Copy every line of the data from the line containing "-- sample [121,88]." through the end, raising each coordinate in the answers by 36. Leave the pictures out.
* Start Extracted material *
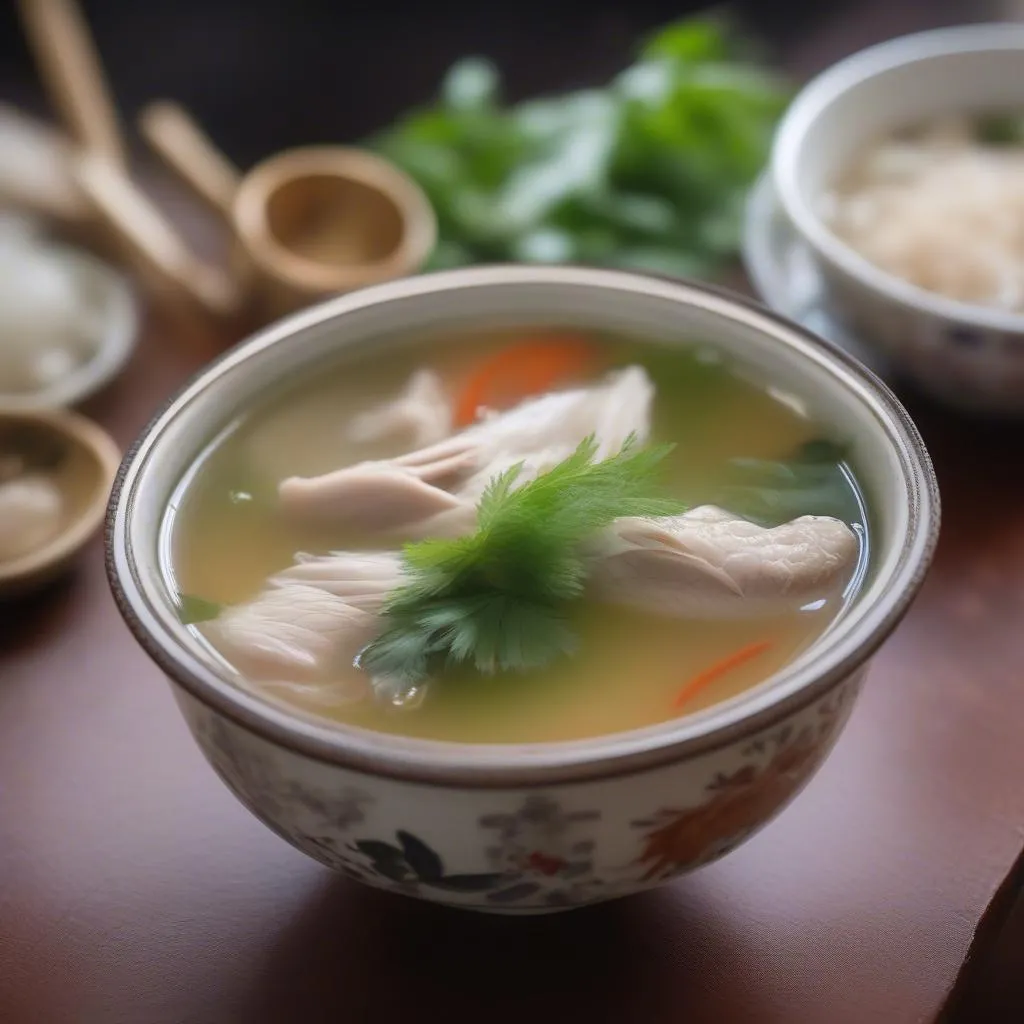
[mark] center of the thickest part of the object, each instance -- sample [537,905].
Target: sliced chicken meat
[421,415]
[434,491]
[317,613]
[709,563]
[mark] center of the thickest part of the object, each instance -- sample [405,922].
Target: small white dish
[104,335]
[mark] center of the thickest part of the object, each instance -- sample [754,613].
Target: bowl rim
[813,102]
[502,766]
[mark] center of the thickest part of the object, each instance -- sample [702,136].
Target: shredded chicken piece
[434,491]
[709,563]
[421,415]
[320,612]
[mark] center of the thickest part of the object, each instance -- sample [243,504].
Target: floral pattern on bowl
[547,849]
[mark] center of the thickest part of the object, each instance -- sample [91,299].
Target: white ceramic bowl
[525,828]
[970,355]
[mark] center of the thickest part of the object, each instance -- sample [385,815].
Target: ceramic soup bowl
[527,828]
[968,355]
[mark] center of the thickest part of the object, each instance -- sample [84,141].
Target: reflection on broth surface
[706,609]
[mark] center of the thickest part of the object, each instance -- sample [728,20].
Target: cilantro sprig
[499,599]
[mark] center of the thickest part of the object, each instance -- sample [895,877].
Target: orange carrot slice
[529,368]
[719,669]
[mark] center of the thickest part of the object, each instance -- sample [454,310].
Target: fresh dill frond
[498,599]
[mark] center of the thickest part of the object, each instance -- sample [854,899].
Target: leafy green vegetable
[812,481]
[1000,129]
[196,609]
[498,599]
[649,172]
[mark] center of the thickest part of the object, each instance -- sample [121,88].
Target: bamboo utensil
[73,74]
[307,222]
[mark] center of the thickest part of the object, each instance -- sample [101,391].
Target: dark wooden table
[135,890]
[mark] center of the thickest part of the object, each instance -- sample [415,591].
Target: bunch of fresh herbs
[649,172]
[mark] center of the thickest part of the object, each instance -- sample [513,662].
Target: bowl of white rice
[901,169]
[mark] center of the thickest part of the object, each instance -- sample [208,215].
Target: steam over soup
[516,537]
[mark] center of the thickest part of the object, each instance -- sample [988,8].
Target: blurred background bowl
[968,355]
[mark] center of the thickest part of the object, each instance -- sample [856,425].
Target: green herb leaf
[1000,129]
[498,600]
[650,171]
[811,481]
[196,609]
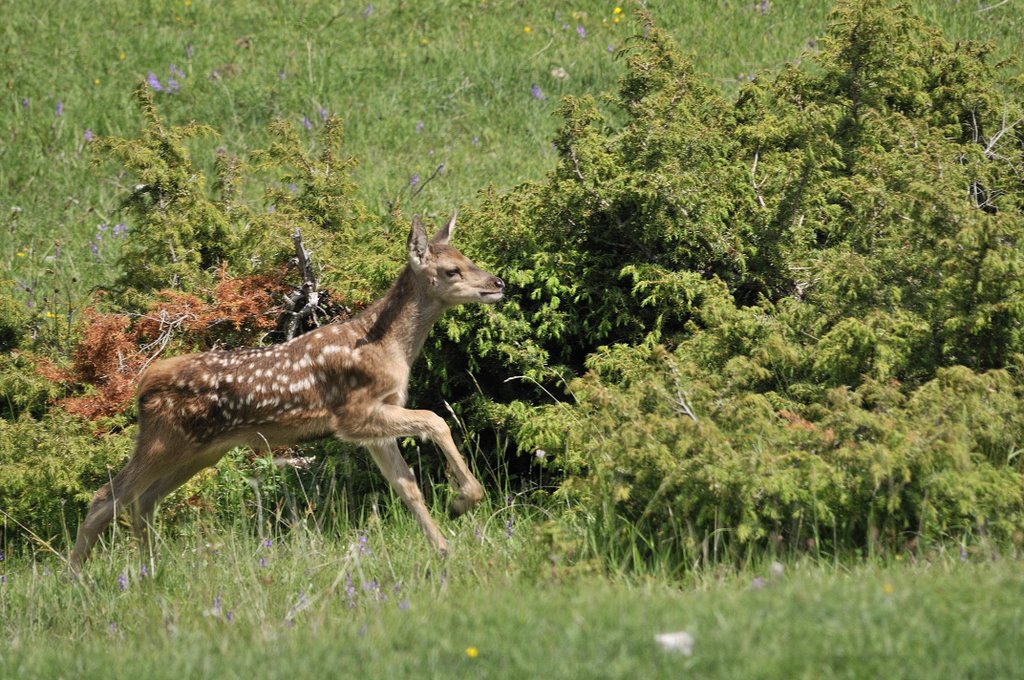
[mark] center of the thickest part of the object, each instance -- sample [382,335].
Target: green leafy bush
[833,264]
* End Extracted material *
### Exercise solution
[mark] center of the thickest part of the object, each instance -- sample [121,88].
Target: bamboo utensil
[109,110]
[343,258]
[mark] center of the thickest part of the object, each instance -- sample [101,391].
Target: dark wooden table
[171,926]
[mark] center of the thickest part of the object, each instance -- sample [415,591].
Target: bunch of fresh herbs
[685,208]
[mark] center of the thickest part of the object, each instance -- sample [513,662].
Target: bowl of white rice
[937,205]
[mark] center of the thickest part of the object, each instance -- sample [208,215].
Target: steam over soup
[552,573]
[mark] center of the thickest part of the object, each instance -- sample [988,8].
Target: blurred background bowl
[1004,391]
[mark] center of the thickest part of the object, each instance -- sample [856,425].
Target: green herb leaf
[1036,165]
[534,636]
[686,207]
[847,517]
[232,645]
[mark] center of the thickest part of the object, each instance -- sample [382,335].
Target: green leafy bush
[869,300]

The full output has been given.